=== Records for the exercise ===

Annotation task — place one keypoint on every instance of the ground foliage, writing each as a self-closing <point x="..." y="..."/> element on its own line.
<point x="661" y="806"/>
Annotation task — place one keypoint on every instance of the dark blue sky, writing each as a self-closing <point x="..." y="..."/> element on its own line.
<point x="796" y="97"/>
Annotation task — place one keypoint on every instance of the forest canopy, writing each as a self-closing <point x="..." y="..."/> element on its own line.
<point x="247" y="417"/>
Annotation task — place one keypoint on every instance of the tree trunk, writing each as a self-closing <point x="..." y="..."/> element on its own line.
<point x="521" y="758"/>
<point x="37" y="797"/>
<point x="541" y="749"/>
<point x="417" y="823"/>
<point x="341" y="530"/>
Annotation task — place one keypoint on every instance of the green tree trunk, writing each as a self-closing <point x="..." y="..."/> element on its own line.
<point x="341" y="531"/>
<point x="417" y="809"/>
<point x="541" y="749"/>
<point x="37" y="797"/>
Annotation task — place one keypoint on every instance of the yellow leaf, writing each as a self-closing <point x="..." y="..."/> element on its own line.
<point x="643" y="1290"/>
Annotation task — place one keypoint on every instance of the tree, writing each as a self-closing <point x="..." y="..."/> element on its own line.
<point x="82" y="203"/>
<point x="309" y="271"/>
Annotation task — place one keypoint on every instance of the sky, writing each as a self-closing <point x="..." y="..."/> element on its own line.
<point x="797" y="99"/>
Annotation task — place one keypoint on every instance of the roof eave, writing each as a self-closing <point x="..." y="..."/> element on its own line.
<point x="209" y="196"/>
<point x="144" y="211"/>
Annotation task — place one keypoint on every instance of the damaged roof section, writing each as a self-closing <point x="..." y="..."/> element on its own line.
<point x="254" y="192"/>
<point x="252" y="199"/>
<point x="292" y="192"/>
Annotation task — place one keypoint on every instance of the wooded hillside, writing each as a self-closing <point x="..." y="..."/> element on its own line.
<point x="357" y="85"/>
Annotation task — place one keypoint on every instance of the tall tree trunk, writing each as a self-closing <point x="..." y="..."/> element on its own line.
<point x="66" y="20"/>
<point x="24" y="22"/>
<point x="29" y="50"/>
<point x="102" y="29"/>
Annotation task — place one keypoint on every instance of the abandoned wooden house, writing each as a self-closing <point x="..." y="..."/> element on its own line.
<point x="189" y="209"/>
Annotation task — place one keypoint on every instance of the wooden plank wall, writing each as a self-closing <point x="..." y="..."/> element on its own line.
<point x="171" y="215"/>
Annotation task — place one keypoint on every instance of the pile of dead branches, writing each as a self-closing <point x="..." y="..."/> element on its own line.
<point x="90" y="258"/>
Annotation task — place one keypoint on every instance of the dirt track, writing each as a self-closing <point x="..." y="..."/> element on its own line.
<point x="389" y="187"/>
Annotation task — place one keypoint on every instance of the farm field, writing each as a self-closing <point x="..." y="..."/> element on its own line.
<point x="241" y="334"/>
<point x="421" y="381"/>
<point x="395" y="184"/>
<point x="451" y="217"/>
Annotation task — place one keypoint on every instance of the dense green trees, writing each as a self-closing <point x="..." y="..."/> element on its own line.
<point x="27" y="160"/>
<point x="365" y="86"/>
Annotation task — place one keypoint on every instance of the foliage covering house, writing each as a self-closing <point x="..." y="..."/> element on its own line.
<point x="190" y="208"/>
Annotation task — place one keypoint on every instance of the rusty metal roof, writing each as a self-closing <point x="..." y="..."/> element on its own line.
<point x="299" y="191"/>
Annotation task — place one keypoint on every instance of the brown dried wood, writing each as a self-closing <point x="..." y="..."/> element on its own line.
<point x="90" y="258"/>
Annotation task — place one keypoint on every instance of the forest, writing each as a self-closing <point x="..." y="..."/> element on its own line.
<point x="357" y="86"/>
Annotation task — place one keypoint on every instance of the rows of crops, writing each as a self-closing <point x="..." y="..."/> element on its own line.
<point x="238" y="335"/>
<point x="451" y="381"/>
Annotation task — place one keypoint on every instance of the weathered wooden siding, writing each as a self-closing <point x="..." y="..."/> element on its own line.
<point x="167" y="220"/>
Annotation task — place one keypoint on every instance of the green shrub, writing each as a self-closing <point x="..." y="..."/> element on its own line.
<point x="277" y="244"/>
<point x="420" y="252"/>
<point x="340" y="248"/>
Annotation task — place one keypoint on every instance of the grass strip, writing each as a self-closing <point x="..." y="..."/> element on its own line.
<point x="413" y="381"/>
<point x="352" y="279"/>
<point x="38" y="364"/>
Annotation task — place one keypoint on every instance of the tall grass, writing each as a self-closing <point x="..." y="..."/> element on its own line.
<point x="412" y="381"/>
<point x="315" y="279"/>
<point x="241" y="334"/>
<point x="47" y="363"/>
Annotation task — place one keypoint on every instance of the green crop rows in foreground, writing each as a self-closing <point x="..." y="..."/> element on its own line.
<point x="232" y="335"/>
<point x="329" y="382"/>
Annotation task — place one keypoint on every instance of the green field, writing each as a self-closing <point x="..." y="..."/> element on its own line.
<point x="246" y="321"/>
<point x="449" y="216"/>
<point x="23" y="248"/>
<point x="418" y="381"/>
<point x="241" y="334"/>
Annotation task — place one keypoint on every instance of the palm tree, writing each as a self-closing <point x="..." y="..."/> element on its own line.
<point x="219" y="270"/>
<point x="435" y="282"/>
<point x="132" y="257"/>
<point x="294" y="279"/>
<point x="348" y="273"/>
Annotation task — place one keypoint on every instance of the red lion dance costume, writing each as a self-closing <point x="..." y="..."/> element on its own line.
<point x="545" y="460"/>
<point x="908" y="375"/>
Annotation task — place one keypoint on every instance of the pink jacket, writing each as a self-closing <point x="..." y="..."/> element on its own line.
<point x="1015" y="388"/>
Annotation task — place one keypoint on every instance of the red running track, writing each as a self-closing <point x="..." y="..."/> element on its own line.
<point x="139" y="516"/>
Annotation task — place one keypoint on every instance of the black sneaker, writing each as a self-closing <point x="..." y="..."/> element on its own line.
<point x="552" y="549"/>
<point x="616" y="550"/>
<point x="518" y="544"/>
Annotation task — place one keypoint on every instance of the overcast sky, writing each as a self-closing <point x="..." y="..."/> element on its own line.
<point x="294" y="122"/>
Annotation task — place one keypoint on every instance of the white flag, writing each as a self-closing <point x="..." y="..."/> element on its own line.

=== The problem ===
Each of the entries must be written out again exactly.

=== Task result ===
Annotation task — place one keypoint on every instance of the ground foliage, writing each as a self-closing <point x="..." y="..."/> element on its own line.
<point x="661" y="806"/>
Annotation task — place one keypoint on every instance of the dark blue sky, writing each as a self-closing <point x="..." y="..."/> element on its own line.
<point x="796" y="97"/>
Annotation task — place one keypoint on every instance of the forest canopy, writing each as a self-closing <point x="..." y="..."/> element on its own line.
<point x="247" y="417"/>
Annotation task — place one keypoint on every instance of the tree trunk, writing each as a self-closing <point x="..." y="..."/> element on its own line.
<point x="521" y="758"/>
<point x="37" y="797"/>
<point x="541" y="749"/>
<point x="417" y="823"/>
<point x="341" y="530"/>
Annotation task — place one keypoint on every instance of the green tree trunk, writing each as a self-closing <point x="..." y="..."/> element on its own line.
<point x="341" y="531"/>
<point x="417" y="809"/>
<point x="541" y="749"/>
<point x="37" y="797"/>
Annotation task — place one keypoint on every instance of the yellow leaf, writing each as a self-closing <point x="..." y="..."/> element on its own line.
<point x="643" y="1290"/>
Annotation task — place one keypoint on every instance of the tree, writing each as a self-closing <point x="..." y="..."/> element on its own line.
<point x="82" y="203"/>
<point x="309" y="271"/>
Annotation task — place one keypoint on every instance of the sky, writing each as a self-closing <point x="..." y="..."/> element on its own line.
<point x="797" y="99"/>
Annotation task — place one keypoint on every instance of the roof eave, writing each as a self-closing <point x="..." y="..."/> element on its own line.
<point x="209" y="196"/>
<point x="144" y="211"/>
Annotation task — place one keypoint on every instance of the damaged roof section, writing each as a self-closing <point x="..." y="..."/> element on its own line.
<point x="254" y="192"/>
<point x="252" y="199"/>
<point x="292" y="192"/>
Annotation task — place one keypoint on every instance of the wooded hillside, writing each as a self-closing <point x="..." y="..."/> element on its own line.
<point x="357" y="85"/>
Annotation task — place one keypoint on every instance of the tall tree trunk, writing each as a self-closing <point x="..." y="..."/> element on its own line.
<point x="66" y="20"/>
<point x="24" y="22"/>
<point x="29" y="50"/>
<point x="102" y="29"/>
Annotation task — place one keypoint on every instance of the abandoned wooden house, writing each as a self-closing <point x="..." y="..."/> element on its own line.
<point x="189" y="209"/>
Annotation task — place one keypoint on every instance of the wooden plank wall, writing each as a self-closing <point x="..." y="..."/> element on its own line.
<point x="171" y="215"/>
Annotation task — place one keypoint on every instance of the pile of dead branches, writing each as a self-closing <point x="..." y="..."/> element on its own line.
<point x="90" y="258"/>
Annotation task — place one keypoint on every instance of the dirt track, writing each as a self-closing <point x="..." y="..."/> element on its own line.
<point x="389" y="187"/>
Annotation task — place one keypoint on every instance of the farm field, writing each as a self-closing <point x="..." y="..."/> element on its own line.
<point x="241" y="334"/>
<point x="421" y="381"/>
<point x="395" y="184"/>
<point x="451" y="217"/>
Annotation task — place one keypoint on every instance of the dense green trees, writing each as a self-closing <point x="..." y="..."/> element on its own line.
<point x="27" y="160"/>
<point x="365" y="86"/>
Annotation task — place one keypoint on every instance of the foliage covering house, writing each as a self-closing <point x="..." y="..."/> element on its own line.
<point x="190" y="208"/>
Annotation task — place one keypoint on every instance of the rusty metal roof, writing each as a self-closing <point x="..." y="..."/> element on its own line.
<point x="299" y="191"/>
Annotation task — place one keypoint on every instance of the brown dried wood, writing each as a self-closing <point x="..." y="..."/> element on its own line.
<point x="90" y="258"/>
Annotation task — place one keypoint on every instance of the forest, writing each as a self-closing <point x="..." y="..."/> element on its own line.
<point x="357" y="86"/>
Annotation task — place one keypoint on every instance of the rows of crops, writing each as a self-closing <point x="..." y="..."/> element on its own line.
<point x="238" y="335"/>
<point x="451" y="381"/>
Annotation task — place one keypoint on every instance of the weathered wooden siding, writing each as a self-closing <point x="..." y="..."/> element on its own line.
<point x="167" y="220"/>
Annotation task — place one keypoint on every instance of the green shrub, writing each as a self-closing <point x="..." y="..."/> element on its own line.
<point x="277" y="244"/>
<point x="420" y="252"/>
<point x="340" y="248"/>
Annotation task — place one keypoint on every instance of the grass strip, writing each as a self-closing <point x="..." y="..."/> element on its own line.
<point x="413" y="381"/>
<point x="352" y="279"/>
<point x="38" y="364"/>
Annotation task — place one keypoint on every instance of the tall grass, writing each as a self-closing <point x="..." y="..."/> element on its own line.
<point x="412" y="381"/>
<point x="315" y="279"/>
<point x="241" y="334"/>
<point x="47" y="363"/>
Annotation task — place one keypoint on every instance of the green crop rows in foreground, writing each as a self-closing <point x="..." y="..."/> element on its own line.
<point x="232" y="335"/>
<point x="329" y="382"/>
Annotation task — place one keypoint on every instance of the green field, writing each as a self-closing <point x="..." y="..."/> element on its own line.
<point x="246" y="321"/>
<point x="449" y="216"/>
<point x="23" y="248"/>
<point x="418" y="381"/>
<point x="241" y="334"/>
Annotation task — place one keypoint on every instance of the palm tree, writing each as a self-closing <point x="..." y="..."/> element on its own line.
<point x="219" y="270"/>
<point x="435" y="282"/>
<point x="132" y="257"/>
<point x="294" y="279"/>
<point x="348" y="273"/>
Annotation task — place one keypoint on every instance of the red lion dance costume, writing each as a self-closing <point x="..." y="..."/> element on its own line.
<point x="545" y="460"/>
<point x="908" y="375"/>
Annotation task — place one keypoint on every instance of the pink jacket, writing each as a self-closing <point x="..." y="..."/> element on its own line.
<point x="1015" y="388"/>
Annotation task — place one keypoint on every instance of the red running track, writing each as a self-closing <point x="..." y="..."/> element on its own line.
<point x="139" y="516"/>
Annotation task — place one keypoint on every instance of the black sneaker, writing each as a self-closing <point x="..." y="..."/> element on its own line.
<point x="552" y="549"/>
<point x="616" y="550"/>
<point x="518" y="544"/>
Annotation task — place one keypoint on every instance of the overcast sky, writing each as a self-closing <point x="..." y="..."/> element on its own line.
<point x="294" y="122"/>
Annotation task — place one keypoint on every instance of the white flag, writing each as a self-closing <point x="..." y="..."/> element on its own line.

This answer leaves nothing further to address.